Text for analysis ▸
######
I think that may be your current issue.

You set the trim speed when the electrical system probably had a higher voltage than what you have now, so the trim motor was set at that time to a minimum torque (speed). Now that you have more electrical load, your overall voltage is lower than it used to be ... so you are now likely getting even less torque from the trim motor causing it to stall out under load.

My guess is if you were to adjust the full up to full down trim travel speed to the Van's suggested 25 - 30 seconds you will likely find the problem will disappear.

Scott makes a good point about checking the voltage with a meter ... PWM circuits will read less than system voltage I forgot about that in my previous post. An O-scope would be helpful if turning up the trim speed does not help.
 
Update

Trim motor runs 30 seconds end-to-end in both directions with engine running.
######
Tasks ▸
1. Answer these questions from the text about the trim motor:
(a) What full up to full down trim travel time does Van's suggest?
(b) What tool would help if turning up the trim speed does not?
(c) In the update, how long does the trim motor take to run end-to-end?
2. Return the part of the text about the trim motor between "Scott makes a" and "with engine running.", inclusive.
3. Extend the text about the trim motor, starting after its final line.

Given data ▸
######
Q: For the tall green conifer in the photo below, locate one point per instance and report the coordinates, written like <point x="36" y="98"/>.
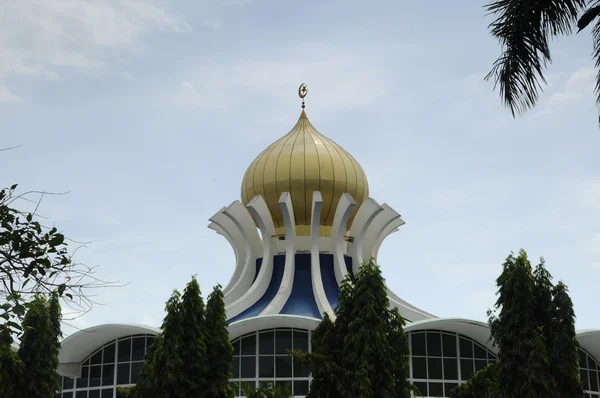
######
Answers provided ▸
1.
(a) 25 - 30 seconds.
(b) An O-scope.
(c) 30 seconds in both directions, with the engine running.

2.
Scott makes a good point about checking the voltage with a meter ... PWM circuits will read less than system voltage I forgot about that in my previous post. An O-scope would be helpful if turning up the trim speed does not help.
 
Update

Trim motor runs 30 seconds end-to-end in both directions with engine running.

3.
Conducted 60 minute flight with just standard Vans-supplied avionics on. Couldn’t get the trim to misbehave at any speed.

Battery charging was never better than 13.7V regardless of engine speed or electrical load. The battery was 0.2V higher after landing and switching everything off. So somewhat inconclusive.

I’ve changed the voltage regulator and conducted another short flight with plenty of electrical load. Charging voltage is now 14.0V at any reasonable engine speed. I’m hoping 0.3V is enough to charge the battery in flight.